*EXERCISE*: Rewrite the material below, replacing "An example of the format" with "A sample of the format" in every record and leaving everything else unchanged.
** START PROVIDED DATA **
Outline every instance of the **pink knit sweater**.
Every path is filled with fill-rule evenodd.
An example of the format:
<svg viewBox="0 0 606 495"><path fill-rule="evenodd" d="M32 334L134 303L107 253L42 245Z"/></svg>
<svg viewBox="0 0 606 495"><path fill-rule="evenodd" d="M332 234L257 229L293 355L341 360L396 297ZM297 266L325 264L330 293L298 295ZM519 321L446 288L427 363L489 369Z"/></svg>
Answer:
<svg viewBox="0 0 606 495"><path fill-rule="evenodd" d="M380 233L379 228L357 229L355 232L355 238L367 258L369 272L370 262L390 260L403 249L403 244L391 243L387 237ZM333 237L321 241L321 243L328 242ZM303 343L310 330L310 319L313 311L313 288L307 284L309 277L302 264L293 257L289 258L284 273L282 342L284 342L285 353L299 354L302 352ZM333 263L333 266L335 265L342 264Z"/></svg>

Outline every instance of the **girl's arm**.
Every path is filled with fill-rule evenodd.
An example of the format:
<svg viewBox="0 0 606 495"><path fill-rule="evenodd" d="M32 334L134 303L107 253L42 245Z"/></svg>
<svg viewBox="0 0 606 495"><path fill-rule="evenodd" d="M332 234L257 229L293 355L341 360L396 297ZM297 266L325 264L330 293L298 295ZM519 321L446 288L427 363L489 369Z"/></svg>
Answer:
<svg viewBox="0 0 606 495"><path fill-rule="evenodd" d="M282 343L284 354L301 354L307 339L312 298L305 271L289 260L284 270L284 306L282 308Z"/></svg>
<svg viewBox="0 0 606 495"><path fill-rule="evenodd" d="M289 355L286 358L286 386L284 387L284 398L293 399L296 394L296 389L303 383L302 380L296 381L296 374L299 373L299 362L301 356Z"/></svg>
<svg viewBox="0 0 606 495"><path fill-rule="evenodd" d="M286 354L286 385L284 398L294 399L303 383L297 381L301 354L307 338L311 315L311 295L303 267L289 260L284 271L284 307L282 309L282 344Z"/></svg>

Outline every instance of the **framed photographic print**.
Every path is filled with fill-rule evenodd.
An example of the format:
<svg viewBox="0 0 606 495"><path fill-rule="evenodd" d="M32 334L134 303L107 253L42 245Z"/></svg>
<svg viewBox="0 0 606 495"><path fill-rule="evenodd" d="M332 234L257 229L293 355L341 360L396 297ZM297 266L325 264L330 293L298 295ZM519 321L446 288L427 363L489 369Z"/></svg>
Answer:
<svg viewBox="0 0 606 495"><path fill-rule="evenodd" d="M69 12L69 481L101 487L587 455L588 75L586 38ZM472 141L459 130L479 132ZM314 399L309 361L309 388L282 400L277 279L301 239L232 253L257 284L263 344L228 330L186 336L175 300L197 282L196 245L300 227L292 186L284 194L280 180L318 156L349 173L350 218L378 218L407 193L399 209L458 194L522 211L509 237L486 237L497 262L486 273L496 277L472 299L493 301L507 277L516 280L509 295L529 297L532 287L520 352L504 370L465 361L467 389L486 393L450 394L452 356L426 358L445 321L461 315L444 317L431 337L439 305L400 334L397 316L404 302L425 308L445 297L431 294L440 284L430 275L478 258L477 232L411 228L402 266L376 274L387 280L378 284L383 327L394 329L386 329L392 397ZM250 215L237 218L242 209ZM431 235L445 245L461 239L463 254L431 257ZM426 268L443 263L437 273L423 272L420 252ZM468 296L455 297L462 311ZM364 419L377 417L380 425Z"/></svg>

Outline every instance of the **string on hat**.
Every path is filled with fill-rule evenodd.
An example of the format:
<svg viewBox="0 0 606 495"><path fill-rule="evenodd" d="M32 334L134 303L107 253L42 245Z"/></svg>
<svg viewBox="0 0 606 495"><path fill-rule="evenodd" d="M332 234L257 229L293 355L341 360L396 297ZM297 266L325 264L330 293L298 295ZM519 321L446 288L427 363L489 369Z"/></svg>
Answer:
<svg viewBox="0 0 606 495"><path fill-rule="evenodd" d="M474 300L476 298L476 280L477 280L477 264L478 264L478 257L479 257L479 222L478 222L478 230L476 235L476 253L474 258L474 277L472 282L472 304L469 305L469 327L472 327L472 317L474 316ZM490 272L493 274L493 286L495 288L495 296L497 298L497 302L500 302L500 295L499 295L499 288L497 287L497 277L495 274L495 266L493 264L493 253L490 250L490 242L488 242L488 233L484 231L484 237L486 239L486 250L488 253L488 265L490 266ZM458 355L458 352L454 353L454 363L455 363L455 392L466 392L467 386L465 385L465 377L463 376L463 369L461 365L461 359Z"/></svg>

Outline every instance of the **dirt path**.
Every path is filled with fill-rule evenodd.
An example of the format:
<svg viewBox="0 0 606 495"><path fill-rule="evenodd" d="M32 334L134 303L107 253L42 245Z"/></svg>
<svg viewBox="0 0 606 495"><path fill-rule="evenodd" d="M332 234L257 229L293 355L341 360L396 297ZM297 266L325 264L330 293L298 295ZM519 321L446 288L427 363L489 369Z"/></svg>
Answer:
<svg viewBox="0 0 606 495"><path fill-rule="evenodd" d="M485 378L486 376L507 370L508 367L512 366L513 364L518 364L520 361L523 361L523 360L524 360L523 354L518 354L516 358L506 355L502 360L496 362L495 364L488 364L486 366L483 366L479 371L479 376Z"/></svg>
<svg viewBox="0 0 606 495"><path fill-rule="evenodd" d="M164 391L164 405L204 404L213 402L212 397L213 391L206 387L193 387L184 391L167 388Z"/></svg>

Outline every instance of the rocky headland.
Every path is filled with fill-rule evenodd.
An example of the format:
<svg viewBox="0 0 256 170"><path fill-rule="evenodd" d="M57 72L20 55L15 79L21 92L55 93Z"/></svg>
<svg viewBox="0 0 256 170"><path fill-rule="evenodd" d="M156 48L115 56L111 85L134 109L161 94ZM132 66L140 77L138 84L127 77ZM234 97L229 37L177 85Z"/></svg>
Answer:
** END PROVIDED DATA **
*SOLUTION TO THE EXERCISE*:
Outline every instance of the **pink knit sweater**.
Every path is filled with fill-rule evenodd.
A sample of the format:
<svg viewBox="0 0 606 495"><path fill-rule="evenodd" d="M32 334L134 303L107 253L42 245Z"/></svg>
<svg viewBox="0 0 606 495"><path fill-rule="evenodd" d="M332 234L257 229L293 355L341 360L396 297ZM297 266L325 264L330 293L298 295ZM519 321L446 288L427 363L489 369Z"/></svg>
Answer:
<svg viewBox="0 0 606 495"><path fill-rule="evenodd" d="M380 233L379 228L357 229L355 232L355 238L367 258L369 272L370 262L390 260L403 249L403 244L391 243L387 237ZM333 237L321 241L321 243L328 242ZM303 343L310 330L310 319L313 311L313 288L307 284L309 277L302 264L293 257L289 258L284 273L282 342L284 342L285 353L299 354L302 352ZM333 263L333 266L335 265L342 264Z"/></svg>

Outline every instance of the **girl's arm**.
Every path is filled with fill-rule evenodd.
A sample of the format:
<svg viewBox="0 0 606 495"><path fill-rule="evenodd" d="M32 334L134 303L107 253L42 245Z"/></svg>
<svg viewBox="0 0 606 495"><path fill-rule="evenodd" d="M332 234L257 229L293 355L341 360L396 297ZM297 266L325 264L330 293L298 295ZM519 321L446 288L427 363L489 369Z"/></svg>
Answer:
<svg viewBox="0 0 606 495"><path fill-rule="evenodd" d="M282 343L284 354L301 354L307 339L312 298L305 271L289 260L284 270L284 306L282 308Z"/></svg>
<svg viewBox="0 0 606 495"><path fill-rule="evenodd" d="M289 355L286 358L286 386L284 387L284 398L293 399L296 394L296 389L303 383L302 380L296 381L296 374L299 373L299 362L301 356Z"/></svg>
<svg viewBox="0 0 606 495"><path fill-rule="evenodd" d="M286 354L286 385L284 398L294 399L303 383L297 381L301 354L307 338L311 315L311 295L303 267L289 260L284 271L284 307L282 309L282 344Z"/></svg>

Outline every instance of the **framed photographic print**.
Every path is filled with fill-rule evenodd.
A sample of the format:
<svg viewBox="0 0 606 495"><path fill-rule="evenodd" d="M32 334L134 303L107 253L42 245Z"/></svg>
<svg viewBox="0 0 606 495"><path fill-rule="evenodd" d="M332 234L257 229L293 355L341 360L396 297ZM297 266L325 264L330 293L298 295ZM519 321L446 288L427 363L489 369Z"/></svg>
Answer:
<svg viewBox="0 0 606 495"><path fill-rule="evenodd" d="M69 12L69 481L101 487L587 455L588 75L586 38ZM472 141L459 130L479 132ZM314 399L309 361L309 388L282 400L277 279L301 239L232 253L257 284L263 344L228 330L186 336L175 300L197 282L196 245L300 227L292 186L284 194L280 180L318 156L349 173L350 218L378 218L407 193L399 209L458 194L522 211L509 237L486 237L497 262L486 273L496 277L472 299L493 301L507 277L516 280L509 295L529 297L532 287L520 352L504 370L465 361L467 389L486 393L450 394L452 356L426 358L445 321L461 315L444 317L431 337L439 305L400 334L397 316L404 302L425 308L445 297L431 294L440 284L430 275L478 258L477 232L411 228L402 266L376 274L387 280L378 284L383 327L394 329L386 329L392 397ZM250 215L237 218L242 209ZM431 235L445 245L461 239L463 254L431 257ZM426 268L443 263L437 273L423 272L420 252ZM468 296L455 297L462 311ZM364 419L377 417L380 425Z"/></svg>

Outline every instance of the **string on hat**.
Every path is filled with fill-rule evenodd.
A sample of the format:
<svg viewBox="0 0 606 495"><path fill-rule="evenodd" d="M32 334L134 303L107 253L42 245Z"/></svg>
<svg viewBox="0 0 606 495"><path fill-rule="evenodd" d="M332 234L257 229L293 355L341 360L396 297ZM297 266L325 264L330 293L298 295ZM519 321L446 288L427 363L489 369Z"/></svg>
Answer:
<svg viewBox="0 0 606 495"><path fill-rule="evenodd" d="M474 300L476 298L476 280L477 280L477 264L478 264L478 257L479 257L479 222L478 222L478 230L476 235L476 253L474 258L474 277L472 282L472 304L469 305L469 327L472 327L472 317L474 316ZM490 272L493 274L493 286L495 288L495 296L497 298L497 302L500 302L500 295L499 295L499 288L497 287L497 277L495 274L495 266L493 264L493 253L490 250L490 242L488 242L488 233L484 231L484 237L486 239L486 250L488 253L488 265L490 266ZM458 355L458 352L454 353L454 363L455 363L455 392L466 392L467 386L465 385L465 377L463 376L463 369L461 365L461 359Z"/></svg>

Outline every instance of the **dirt path**.
Every path is filled with fill-rule evenodd.
A sample of the format:
<svg viewBox="0 0 606 495"><path fill-rule="evenodd" d="M32 334L134 303L107 253L42 245Z"/></svg>
<svg viewBox="0 0 606 495"><path fill-rule="evenodd" d="M332 234L257 229L293 355L341 360L396 297ZM297 266L325 264L330 293L298 295ZM519 321L446 288L427 363L489 369Z"/></svg>
Answer:
<svg viewBox="0 0 606 495"><path fill-rule="evenodd" d="M485 378L486 376L507 370L508 367L512 366L513 364L518 364L520 361L523 361L523 360L524 360L523 354L518 354L516 358L506 355L502 360L496 362L495 364L488 364L486 366L483 366L479 371L479 376Z"/></svg>
<svg viewBox="0 0 606 495"><path fill-rule="evenodd" d="M164 391L164 405L204 404L213 402L212 397L213 391L206 387L193 387L184 391L167 388Z"/></svg>

Outline every instance of the rocky headland.
Every path is filled with fill-rule evenodd.
A sample of the format:
<svg viewBox="0 0 256 170"><path fill-rule="evenodd" d="M57 72L20 55L15 79L21 92L55 93Z"/></svg>
<svg viewBox="0 0 256 170"><path fill-rule="evenodd" d="M156 48L115 56L111 85L134 109L161 94ZM132 66L140 77L138 84L127 77ZM234 97L229 37L177 85Z"/></svg>
Answer:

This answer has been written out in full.